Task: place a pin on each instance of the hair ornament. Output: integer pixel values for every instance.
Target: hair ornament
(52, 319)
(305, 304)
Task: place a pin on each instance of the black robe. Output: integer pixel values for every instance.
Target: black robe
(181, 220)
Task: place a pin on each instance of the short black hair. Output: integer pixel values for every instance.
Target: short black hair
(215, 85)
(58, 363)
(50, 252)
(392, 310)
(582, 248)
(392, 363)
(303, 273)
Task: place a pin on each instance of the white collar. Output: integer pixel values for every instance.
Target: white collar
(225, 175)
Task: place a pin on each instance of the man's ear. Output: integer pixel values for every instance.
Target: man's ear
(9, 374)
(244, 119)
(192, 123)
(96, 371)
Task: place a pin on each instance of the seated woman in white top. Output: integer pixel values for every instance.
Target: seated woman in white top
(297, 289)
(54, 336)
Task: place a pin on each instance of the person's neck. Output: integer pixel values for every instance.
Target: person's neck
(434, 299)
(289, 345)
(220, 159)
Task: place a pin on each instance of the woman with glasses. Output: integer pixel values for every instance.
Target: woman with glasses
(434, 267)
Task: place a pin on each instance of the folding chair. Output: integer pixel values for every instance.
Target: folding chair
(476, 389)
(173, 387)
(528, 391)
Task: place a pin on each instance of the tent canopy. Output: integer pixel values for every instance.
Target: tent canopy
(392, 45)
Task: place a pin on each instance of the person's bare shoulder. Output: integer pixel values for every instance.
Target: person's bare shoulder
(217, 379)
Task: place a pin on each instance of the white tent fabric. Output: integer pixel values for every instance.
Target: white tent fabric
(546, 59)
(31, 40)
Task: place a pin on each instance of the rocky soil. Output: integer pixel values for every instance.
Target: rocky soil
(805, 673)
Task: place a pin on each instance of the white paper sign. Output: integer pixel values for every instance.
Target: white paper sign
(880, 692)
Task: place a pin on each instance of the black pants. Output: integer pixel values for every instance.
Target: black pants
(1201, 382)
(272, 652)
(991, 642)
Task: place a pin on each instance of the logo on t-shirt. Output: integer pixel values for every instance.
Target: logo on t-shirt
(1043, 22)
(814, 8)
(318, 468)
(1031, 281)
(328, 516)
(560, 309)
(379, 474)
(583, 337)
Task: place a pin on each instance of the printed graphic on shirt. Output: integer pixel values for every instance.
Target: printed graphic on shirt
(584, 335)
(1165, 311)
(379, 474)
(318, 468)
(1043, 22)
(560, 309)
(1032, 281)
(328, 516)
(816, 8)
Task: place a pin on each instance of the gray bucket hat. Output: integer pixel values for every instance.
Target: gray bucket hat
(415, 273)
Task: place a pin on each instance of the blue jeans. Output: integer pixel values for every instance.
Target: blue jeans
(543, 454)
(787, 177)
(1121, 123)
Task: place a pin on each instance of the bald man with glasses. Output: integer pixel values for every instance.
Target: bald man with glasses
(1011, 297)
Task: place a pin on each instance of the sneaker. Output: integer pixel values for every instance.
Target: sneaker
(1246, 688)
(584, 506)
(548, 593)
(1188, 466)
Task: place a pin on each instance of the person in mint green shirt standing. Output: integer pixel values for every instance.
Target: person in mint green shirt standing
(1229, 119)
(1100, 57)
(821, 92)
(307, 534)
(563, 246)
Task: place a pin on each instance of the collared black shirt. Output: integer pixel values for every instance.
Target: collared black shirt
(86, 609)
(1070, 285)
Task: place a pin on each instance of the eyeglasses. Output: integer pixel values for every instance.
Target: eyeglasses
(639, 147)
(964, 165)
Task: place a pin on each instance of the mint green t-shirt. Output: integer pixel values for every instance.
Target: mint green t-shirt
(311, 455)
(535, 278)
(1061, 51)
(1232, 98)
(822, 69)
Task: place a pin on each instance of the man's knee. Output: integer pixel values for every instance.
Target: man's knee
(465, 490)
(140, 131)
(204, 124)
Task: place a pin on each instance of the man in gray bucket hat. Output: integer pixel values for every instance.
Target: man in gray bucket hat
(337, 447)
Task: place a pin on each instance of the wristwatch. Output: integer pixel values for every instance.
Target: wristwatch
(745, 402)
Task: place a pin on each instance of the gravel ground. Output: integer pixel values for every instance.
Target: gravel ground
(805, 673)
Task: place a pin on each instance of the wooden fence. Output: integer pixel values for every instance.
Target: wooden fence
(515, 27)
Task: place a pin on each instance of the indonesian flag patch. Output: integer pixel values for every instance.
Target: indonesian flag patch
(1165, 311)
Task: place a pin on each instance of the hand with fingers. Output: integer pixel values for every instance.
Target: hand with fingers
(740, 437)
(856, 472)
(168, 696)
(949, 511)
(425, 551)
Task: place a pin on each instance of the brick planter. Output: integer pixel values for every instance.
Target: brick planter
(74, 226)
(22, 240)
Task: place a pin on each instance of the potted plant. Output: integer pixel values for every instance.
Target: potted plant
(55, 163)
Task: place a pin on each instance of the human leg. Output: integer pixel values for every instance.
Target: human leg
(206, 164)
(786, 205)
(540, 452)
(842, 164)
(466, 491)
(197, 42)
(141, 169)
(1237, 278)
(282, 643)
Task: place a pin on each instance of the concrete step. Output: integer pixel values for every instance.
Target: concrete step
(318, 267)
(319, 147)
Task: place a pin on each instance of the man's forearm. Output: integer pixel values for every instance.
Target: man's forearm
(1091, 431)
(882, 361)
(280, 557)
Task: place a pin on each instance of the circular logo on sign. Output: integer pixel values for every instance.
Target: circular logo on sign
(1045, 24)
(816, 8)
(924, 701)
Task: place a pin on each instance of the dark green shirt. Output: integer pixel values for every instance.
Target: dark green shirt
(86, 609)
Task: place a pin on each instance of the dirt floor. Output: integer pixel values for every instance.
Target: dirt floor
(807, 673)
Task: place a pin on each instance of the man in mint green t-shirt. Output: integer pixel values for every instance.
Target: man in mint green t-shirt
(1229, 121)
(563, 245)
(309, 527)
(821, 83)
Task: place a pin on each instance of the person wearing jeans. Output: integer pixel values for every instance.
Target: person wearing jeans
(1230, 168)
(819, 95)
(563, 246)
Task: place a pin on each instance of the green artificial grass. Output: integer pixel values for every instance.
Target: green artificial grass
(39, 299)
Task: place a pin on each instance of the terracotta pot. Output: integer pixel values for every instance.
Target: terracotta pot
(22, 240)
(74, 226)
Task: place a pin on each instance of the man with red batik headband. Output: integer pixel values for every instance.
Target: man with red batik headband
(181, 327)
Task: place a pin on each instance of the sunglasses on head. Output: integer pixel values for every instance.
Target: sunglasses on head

----

Your goal: Copy all the lines above that hold the string "sunglasses".

Response to this task:
Task: place a pin on each instance of the sunglasses on head. Output: integer pixel values for every instance.
Target: sunglasses on head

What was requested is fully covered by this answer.